### Data extract ###

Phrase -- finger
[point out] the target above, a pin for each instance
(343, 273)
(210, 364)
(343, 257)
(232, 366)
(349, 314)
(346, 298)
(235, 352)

###

• Task details
Rewrite the material with "pin" swapped for "marker", leaving everything else unchanged.

• Output for this exercise
Phrase -- finger
[point out] the target above, a marker for each instance
(343, 273)
(210, 364)
(343, 257)
(232, 366)
(349, 314)
(346, 298)
(235, 352)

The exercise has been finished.